- _What is needed_
Write the next part of the opinion piece below about the Medicare "Doc Fix" bill, H.R. 2, picking up after its final sentence.

A Doctor’s Take: ‘Doc Fix’ Bill Pushes New Regulation on Doctors, Will Lead to Pricier Doctor Visits
Dr. Patrick Roughneen /
This week Congress is considering the Medicare Access and Children’s Health Insurance Program Reauthorization Act (H.R. 2). Although correct in its ultimate goal, the bill fails significantly as a lasting solution to the problem of how physicians are paid under Medicare. It will make seniors, physicians and taxpayers worse off. As a result, Docs 4 Patient Care–Texas cannot support the legislation.
H.R. 2’s “solution” to the problem is to repeal the Sustainable Growth Rate by adding $500 billion to our nation’s already unsustainable national debt—a debt that is already unprecedented in the history of this nation.
If we are going to care for our seniors by ensuring that physicians are paid adequately for their services, our first consideration must be to ensure that this is not done by placing a huge financial burden on the grandchildren of these patients. Seniors in America would not wish this, if given the facts.
Rather, seniors would wish a conscientious and deliberate solution by our government that ensured their access to healthcare while simultaneously reducing ineffective government spending.
Not only is the bill extremely costly, but it is also flawed in its design. Doctors care deeply for patients and will continue to provide excellent service to them. Yet in order for doctors to be paid fairly for such services, H.R. 2 would require them to comply with burdensome checklists and documentation requirements in order to receive payment.

- _Excerpted data_
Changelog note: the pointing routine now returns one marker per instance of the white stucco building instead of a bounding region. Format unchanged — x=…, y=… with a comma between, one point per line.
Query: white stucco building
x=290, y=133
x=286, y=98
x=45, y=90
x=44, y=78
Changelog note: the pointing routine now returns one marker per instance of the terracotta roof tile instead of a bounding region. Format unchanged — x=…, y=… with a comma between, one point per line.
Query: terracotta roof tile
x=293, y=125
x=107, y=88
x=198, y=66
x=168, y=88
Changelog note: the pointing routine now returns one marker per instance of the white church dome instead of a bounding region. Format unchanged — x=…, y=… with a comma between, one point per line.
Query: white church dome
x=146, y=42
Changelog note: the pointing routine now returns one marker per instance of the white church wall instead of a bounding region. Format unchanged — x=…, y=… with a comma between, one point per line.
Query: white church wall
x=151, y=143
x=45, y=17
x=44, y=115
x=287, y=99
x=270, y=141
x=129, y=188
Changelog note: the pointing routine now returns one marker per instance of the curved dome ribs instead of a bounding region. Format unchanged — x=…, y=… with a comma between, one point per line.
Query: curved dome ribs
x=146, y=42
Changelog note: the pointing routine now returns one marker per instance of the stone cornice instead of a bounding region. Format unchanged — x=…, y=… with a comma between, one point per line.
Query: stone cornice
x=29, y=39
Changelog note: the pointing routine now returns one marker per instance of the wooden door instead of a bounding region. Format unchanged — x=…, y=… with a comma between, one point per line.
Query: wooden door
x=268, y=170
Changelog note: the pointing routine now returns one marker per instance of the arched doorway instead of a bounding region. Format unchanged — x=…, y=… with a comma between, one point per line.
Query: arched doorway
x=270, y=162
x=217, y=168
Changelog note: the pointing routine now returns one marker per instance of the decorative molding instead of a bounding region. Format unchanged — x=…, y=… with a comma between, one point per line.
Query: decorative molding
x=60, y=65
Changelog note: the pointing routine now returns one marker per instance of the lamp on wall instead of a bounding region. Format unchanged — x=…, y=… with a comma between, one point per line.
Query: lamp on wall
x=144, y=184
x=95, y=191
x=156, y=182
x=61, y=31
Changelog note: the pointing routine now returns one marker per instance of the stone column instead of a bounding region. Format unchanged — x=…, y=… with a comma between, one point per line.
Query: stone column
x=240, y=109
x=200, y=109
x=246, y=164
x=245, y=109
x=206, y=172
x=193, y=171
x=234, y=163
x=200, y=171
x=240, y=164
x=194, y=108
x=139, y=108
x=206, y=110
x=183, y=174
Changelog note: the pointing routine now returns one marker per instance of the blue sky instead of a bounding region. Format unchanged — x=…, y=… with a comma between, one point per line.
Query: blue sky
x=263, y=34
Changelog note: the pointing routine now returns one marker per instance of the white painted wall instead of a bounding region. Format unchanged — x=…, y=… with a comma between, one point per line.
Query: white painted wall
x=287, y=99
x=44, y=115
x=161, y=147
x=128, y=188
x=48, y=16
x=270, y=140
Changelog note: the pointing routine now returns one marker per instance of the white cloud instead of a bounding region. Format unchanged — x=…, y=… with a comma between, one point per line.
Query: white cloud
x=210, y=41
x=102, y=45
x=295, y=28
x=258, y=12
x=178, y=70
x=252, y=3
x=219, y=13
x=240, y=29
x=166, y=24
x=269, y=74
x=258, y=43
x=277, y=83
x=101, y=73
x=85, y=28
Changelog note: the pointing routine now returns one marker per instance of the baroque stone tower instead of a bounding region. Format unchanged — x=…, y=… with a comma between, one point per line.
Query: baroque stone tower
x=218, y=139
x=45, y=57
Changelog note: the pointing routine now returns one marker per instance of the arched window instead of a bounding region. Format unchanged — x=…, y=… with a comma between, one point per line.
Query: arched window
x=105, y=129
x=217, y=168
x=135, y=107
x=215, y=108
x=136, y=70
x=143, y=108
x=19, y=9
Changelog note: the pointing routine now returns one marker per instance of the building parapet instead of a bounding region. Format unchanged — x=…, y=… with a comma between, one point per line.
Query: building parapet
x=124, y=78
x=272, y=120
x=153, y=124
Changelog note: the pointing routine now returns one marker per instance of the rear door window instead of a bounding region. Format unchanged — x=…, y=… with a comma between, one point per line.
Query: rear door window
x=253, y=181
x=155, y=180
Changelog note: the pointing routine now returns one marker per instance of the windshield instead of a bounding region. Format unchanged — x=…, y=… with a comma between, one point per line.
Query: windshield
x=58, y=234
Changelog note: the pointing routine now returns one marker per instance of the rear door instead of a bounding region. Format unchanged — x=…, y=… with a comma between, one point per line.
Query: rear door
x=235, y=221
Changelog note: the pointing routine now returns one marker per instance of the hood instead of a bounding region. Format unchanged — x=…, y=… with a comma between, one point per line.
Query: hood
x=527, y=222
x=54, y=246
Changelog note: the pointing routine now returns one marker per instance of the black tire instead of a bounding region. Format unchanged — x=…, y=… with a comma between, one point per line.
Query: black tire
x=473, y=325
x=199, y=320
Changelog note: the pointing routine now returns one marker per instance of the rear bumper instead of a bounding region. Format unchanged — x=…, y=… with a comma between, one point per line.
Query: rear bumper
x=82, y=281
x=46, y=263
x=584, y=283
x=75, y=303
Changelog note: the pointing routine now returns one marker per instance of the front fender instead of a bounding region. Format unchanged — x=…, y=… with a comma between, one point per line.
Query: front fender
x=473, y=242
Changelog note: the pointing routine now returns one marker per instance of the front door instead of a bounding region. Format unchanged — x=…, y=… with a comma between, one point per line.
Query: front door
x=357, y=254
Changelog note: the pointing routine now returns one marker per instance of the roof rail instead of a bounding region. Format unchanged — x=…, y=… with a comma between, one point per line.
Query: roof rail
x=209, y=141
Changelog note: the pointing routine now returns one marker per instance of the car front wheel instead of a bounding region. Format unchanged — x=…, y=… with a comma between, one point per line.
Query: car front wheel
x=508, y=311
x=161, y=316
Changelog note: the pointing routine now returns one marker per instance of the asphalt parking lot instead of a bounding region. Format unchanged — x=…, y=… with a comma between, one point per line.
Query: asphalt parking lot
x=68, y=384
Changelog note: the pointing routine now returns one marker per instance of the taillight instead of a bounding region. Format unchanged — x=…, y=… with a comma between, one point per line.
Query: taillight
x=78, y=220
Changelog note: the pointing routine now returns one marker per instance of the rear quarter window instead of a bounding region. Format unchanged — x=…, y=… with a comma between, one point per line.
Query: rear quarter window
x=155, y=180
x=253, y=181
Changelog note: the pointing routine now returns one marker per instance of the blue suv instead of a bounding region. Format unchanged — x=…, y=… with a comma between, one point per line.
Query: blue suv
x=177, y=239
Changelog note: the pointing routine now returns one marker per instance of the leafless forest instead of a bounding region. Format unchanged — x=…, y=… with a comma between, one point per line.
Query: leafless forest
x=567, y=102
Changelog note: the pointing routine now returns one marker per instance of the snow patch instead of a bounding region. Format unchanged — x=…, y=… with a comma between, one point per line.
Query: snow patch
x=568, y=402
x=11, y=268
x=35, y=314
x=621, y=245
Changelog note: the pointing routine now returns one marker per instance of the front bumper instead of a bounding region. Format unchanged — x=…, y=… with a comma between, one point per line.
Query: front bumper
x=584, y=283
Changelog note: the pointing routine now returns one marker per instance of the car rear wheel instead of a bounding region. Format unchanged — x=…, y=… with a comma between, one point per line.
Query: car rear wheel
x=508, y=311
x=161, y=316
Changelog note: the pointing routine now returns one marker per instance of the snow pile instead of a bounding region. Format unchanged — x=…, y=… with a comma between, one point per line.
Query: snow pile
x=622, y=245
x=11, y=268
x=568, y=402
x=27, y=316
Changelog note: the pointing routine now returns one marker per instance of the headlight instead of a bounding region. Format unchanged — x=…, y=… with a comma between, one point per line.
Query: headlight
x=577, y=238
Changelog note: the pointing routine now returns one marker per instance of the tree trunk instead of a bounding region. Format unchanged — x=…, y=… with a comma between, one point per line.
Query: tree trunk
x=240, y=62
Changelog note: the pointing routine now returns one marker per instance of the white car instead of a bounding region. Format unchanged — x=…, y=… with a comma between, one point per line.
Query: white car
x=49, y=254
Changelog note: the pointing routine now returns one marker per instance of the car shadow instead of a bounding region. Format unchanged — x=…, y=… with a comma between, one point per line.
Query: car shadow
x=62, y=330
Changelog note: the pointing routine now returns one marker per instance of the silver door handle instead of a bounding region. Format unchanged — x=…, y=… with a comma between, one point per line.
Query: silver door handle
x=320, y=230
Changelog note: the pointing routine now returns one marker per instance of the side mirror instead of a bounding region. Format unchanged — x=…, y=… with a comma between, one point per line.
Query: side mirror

- _Answer box_
Without exaggeration, imagine a situation where a physician provides services to a Medicare patient for 45 minutes and then, in order to get paid for that service, the physician has to fill out documentation for another 30 minutes unpaid. This expensive process requires added staff, increasing overhead. It is a not a tenable solution for doctors or Medicare beneficiaries.
More time spent on filling out paperwork means fewer patients can be seen, which means that the costs of providing these services increases.
The issue becomes more acute as Medicare beneficiaries are expected to grow by 20 percent within the next 10 years. We will now be asking doctors in this country who provide Medicare services to undergo expensive and unrealistic documentation requirements in order to be paid. The only result will be a departure by physicians providing services to these needy patients.
Any solution must make it simple and easy for physicians to submit their Medicare claims. Otherwise Medicare patients will suffer, through fewer providers of these services. More time spent on filling out paperwork means fewer patients can be seen, which means that the costs of providing these services increases.
These additional requirements would further remove doctors from the independent practice of medicine and, if they stay in the profession, the increasing likelihood of them becoming employed by larger healthcare corporations. This further centralizes the practice of medicine by usurping the doctor-patient relationship. Once employed, doctors are answerable to their employer, and no longer to the patient. Unless rectified this will be the future state of the American healthcare system.
H.R. 2, although admirably trying to solve the long-term problems of adequate Medicare payment to physicians, falls very short of this supposed intent. At the very least, Congress needs to pay for the $400 billion cost upfront by reducing unnecessary government services and enacting cost saving reforms, in order to avoid further increasing our national debt, which the next generation will ultimately have to bear. Furthermore, Congress ought to simplify the processes by which physicians can file Medicare claims without excessive bureaucracy that neither our physicians or our healthcare systems can afford, in order to establish long-term sustainability of care to Medicare patients.